**INPUT DATA:**
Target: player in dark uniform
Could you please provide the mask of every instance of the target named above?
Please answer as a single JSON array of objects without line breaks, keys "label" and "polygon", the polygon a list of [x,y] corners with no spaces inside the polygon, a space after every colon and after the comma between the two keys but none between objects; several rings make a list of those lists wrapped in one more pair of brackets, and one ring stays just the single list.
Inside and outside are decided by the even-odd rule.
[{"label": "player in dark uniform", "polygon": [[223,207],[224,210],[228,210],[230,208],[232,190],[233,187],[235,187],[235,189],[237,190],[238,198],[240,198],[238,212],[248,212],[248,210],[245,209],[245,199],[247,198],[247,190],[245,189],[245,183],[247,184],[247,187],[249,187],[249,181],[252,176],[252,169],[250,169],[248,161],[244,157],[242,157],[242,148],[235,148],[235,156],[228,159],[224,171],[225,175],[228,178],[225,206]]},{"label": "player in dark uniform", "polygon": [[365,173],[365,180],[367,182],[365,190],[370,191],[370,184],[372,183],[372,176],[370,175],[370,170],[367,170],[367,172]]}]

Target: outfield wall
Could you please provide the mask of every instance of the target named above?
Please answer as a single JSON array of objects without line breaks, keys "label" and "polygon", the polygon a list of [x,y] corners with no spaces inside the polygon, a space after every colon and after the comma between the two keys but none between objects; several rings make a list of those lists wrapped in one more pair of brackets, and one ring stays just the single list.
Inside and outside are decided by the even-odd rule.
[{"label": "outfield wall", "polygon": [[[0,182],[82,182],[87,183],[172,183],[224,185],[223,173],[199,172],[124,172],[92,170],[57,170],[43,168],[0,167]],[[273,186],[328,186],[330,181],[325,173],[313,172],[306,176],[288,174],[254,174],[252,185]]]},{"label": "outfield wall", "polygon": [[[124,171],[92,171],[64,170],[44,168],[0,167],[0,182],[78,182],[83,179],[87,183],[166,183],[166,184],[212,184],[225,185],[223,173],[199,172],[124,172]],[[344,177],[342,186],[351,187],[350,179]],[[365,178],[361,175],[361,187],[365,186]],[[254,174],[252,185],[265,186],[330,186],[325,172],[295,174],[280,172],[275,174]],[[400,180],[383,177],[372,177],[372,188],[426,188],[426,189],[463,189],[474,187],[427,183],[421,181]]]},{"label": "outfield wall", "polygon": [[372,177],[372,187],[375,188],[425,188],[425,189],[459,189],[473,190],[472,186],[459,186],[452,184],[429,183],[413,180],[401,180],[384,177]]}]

**ACTION ITEM:** After reading the entries, reproduce every one of them exactly.

**SOLUTION TO THIS PROBLEM:**
Target: player in dark uniform
Could you please provide the mask of every instance of the target named above?
Please answer as a single JSON array of objects without line breaks, keys "label" and "polygon", the polygon a list of [x,y] corners with no spaces inside the polygon, a space after every colon and after the comma between the two keys but none between objects; several rings make a list of those lists wrapped in one more pair of brackets, and one ring stays just the single list.
Inside and outside are decided by the even-odd rule.
[{"label": "player in dark uniform", "polygon": [[223,207],[224,210],[228,210],[230,208],[232,190],[233,187],[235,187],[235,189],[237,190],[238,198],[240,198],[238,212],[248,212],[248,210],[245,209],[245,199],[247,198],[247,190],[245,189],[245,183],[247,184],[247,187],[249,187],[249,181],[252,176],[252,169],[250,169],[248,161],[244,157],[242,157],[242,148],[235,148],[235,156],[228,159],[224,171],[225,175],[228,178],[225,206]]},{"label": "player in dark uniform", "polygon": [[365,173],[365,180],[367,182],[365,190],[370,191],[370,184],[372,183],[372,176],[370,175],[370,170],[367,170],[367,172]]}]

Target: outfield wall
Could you please provide the mask of every instance of the target named above?
Please answer as a single JSON array of objects without line breaks, keys "label" and "polygon", the polygon a list of [x,y] corners with no spaces inside the polygon, a space after every colon and after the comma between the two keys but none between objects; several rings make a list of those lists wrapped in one more pair of brackets, and one ring stays just the single list.
Inside and outside are decided by the even-odd rule.
[{"label": "outfield wall", "polygon": [[[0,182],[82,182],[87,183],[172,183],[224,185],[223,173],[199,172],[124,172],[92,170],[57,170],[43,168],[0,167]],[[273,186],[328,186],[330,181],[325,173],[313,172],[306,176],[288,174],[254,174],[252,185]]]},{"label": "outfield wall", "polygon": [[[124,171],[92,171],[64,170],[44,168],[0,167],[0,182],[78,182],[83,179],[87,183],[166,183],[166,184],[212,184],[225,185],[223,173],[199,172],[124,172]],[[344,177],[342,186],[351,187],[350,179]],[[365,178],[361,175],[361,187],[365,186]],[[254,174],[252,185],[265,186],[330,186],[325,172],[295,174],[280,172],[275,174]],[[400,180],[383,177],[372,177],[372,188],[426,188],[426,189],[463,189],[474,187],[427,183],[421,181]]]},{"label": "outfield wall", "polygon": [[372,177],[372,187],[375,188],[425,188],[425,189],[459,189],[473,190],[472,186],[459,186],[452,184],[429,183],[413,180],[401,180],[384,177]]}]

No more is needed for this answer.